__EXERCISE REQUIREMENTS__:
Output the data below only from the line containing "[locate] iris garden" up to and including the line containing "[locate] bush (give", exact and with the pictures left out.

[Stored data entries]
+ + + + +
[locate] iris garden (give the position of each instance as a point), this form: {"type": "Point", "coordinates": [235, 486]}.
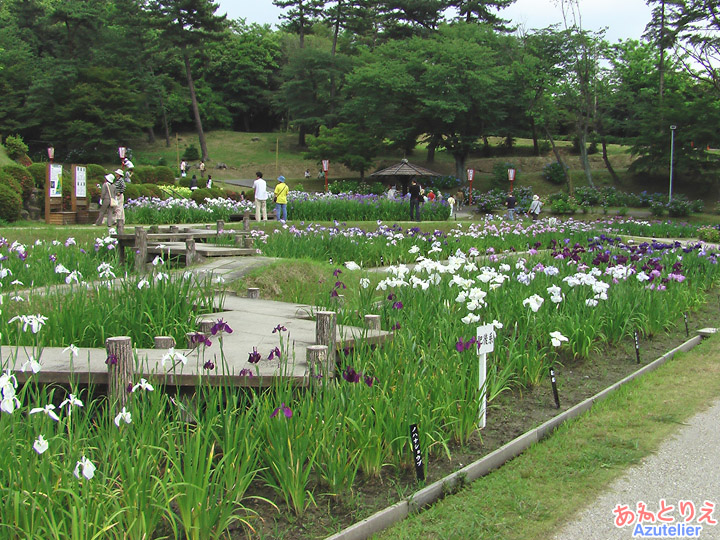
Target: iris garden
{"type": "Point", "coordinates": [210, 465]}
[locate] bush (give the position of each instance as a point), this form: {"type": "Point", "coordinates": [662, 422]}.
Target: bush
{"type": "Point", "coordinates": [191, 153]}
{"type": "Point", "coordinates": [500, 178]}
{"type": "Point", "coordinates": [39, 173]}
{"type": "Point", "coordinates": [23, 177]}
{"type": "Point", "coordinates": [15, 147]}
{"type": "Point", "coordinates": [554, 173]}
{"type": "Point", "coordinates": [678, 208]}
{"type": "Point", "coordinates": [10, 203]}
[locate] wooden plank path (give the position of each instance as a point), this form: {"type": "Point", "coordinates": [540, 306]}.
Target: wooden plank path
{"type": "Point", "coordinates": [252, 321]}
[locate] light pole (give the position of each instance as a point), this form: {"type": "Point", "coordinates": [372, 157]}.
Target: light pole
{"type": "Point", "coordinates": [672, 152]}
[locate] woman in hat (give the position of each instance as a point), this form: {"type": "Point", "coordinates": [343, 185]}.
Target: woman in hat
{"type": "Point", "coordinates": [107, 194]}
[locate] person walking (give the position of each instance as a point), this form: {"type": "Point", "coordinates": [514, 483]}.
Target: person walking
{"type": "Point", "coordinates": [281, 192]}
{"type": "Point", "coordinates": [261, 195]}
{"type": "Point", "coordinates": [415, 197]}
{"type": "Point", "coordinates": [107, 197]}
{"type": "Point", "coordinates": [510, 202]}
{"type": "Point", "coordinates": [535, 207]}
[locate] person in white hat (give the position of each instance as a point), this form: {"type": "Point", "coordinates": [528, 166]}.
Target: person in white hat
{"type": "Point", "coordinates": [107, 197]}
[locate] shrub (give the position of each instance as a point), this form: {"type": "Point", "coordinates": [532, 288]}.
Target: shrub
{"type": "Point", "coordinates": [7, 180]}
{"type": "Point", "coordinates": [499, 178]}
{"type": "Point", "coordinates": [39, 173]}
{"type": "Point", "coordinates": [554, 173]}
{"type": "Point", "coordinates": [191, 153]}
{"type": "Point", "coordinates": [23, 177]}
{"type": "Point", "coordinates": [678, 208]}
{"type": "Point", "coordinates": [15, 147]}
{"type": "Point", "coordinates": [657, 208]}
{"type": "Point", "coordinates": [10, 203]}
+ + + + +
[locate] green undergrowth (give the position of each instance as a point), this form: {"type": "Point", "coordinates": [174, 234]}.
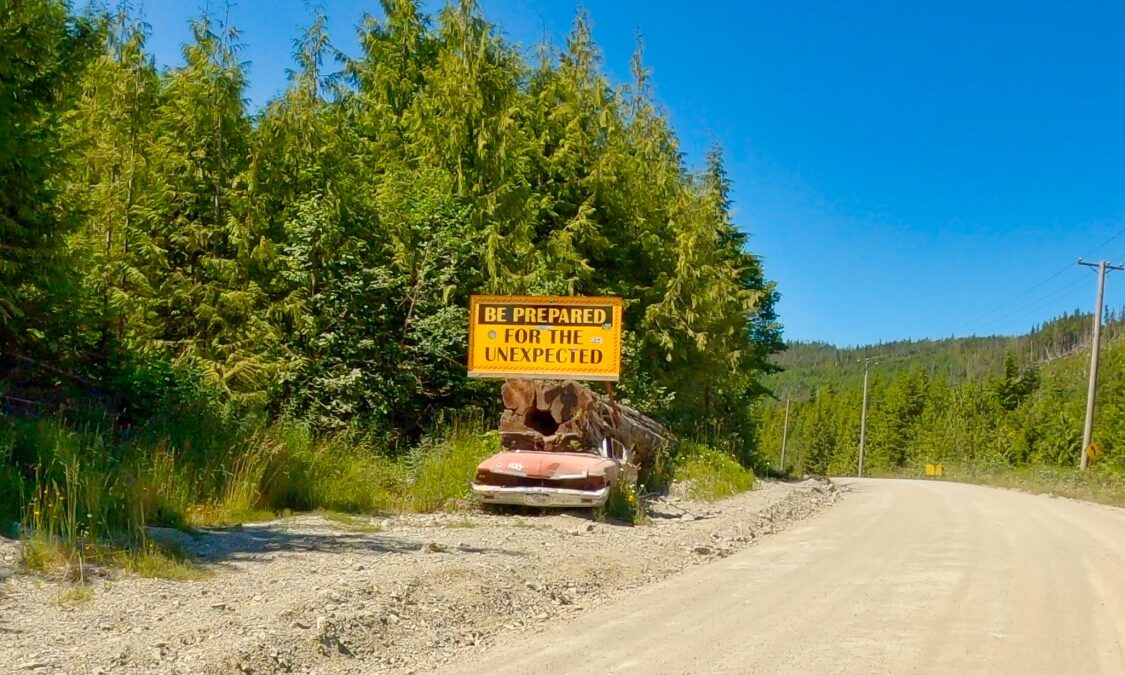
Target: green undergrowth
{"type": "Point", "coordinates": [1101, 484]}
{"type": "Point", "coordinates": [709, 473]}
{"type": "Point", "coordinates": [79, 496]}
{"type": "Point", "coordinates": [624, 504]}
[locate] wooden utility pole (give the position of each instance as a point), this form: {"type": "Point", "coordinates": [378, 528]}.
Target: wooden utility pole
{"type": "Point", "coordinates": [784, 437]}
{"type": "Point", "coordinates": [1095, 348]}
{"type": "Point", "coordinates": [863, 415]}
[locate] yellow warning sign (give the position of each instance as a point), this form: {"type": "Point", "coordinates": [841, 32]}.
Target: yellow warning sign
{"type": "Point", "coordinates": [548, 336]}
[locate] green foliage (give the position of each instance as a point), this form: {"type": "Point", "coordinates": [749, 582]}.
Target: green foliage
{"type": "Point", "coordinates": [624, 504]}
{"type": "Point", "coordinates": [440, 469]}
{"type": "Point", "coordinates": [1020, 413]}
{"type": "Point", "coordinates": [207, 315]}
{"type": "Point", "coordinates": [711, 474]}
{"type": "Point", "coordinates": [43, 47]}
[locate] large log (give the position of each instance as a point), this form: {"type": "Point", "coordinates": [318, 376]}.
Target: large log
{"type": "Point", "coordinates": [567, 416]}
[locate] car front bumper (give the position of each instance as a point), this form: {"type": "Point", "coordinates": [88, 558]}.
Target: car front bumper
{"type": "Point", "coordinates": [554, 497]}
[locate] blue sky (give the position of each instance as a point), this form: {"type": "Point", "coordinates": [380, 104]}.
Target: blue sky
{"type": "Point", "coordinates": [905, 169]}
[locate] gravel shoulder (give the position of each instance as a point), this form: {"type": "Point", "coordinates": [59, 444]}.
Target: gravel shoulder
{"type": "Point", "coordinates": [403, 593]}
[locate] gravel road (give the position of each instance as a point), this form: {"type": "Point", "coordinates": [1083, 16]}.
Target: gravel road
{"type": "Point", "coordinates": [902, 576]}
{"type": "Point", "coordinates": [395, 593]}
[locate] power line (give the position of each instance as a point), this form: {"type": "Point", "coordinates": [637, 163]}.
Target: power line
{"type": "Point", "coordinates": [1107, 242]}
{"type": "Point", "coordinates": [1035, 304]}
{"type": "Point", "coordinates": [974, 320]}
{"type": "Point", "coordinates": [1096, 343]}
+ + + + +
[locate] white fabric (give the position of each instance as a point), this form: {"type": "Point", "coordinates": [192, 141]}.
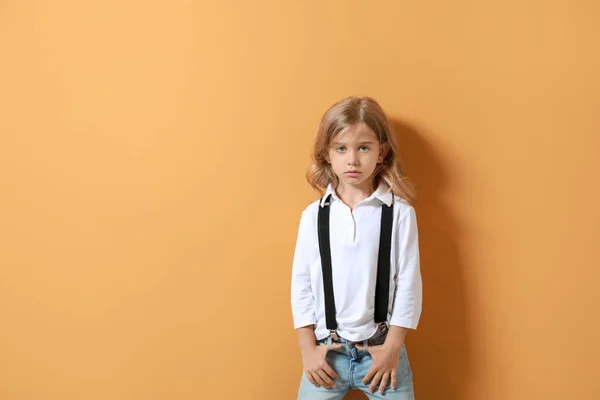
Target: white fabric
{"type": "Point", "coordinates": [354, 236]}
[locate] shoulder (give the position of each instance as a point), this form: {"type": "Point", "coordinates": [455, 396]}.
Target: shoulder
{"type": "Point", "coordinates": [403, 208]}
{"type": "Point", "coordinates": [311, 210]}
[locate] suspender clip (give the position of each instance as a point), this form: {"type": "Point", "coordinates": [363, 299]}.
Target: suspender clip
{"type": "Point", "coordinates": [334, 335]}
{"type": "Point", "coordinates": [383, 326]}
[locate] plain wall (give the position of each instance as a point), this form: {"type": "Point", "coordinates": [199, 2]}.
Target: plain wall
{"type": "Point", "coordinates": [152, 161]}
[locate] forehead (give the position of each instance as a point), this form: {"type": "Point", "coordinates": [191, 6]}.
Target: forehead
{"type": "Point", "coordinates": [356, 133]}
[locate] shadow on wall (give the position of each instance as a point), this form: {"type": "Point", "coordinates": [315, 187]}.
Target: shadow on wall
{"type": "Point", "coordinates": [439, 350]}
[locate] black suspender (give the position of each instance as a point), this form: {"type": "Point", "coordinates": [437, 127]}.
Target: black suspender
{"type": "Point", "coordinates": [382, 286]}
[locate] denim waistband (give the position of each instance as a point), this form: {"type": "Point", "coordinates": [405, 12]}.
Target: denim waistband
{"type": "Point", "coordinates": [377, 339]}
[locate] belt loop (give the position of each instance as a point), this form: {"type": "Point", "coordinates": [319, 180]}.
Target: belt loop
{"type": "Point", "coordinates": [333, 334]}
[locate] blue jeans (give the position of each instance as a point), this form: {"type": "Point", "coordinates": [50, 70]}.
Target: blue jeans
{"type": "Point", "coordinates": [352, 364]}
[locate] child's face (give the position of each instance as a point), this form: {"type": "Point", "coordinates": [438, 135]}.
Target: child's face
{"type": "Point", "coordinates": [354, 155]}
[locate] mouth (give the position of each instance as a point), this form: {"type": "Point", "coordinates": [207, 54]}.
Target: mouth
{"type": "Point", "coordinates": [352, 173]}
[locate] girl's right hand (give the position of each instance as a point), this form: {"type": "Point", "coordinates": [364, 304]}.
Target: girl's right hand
+ + + + +
__THE COMPLETED TASK__:
[locate] iris garden (give the position of each instance as a point), this form: {"type": "Point", "coordinates": [235, 486]}.
Target: iris garden
{"type": "Point", "coordinates": [210, 465]}
[locate] bush (give the position of each instance as a point), this form: {"type": "Point", "coordinates": [662, 422]}.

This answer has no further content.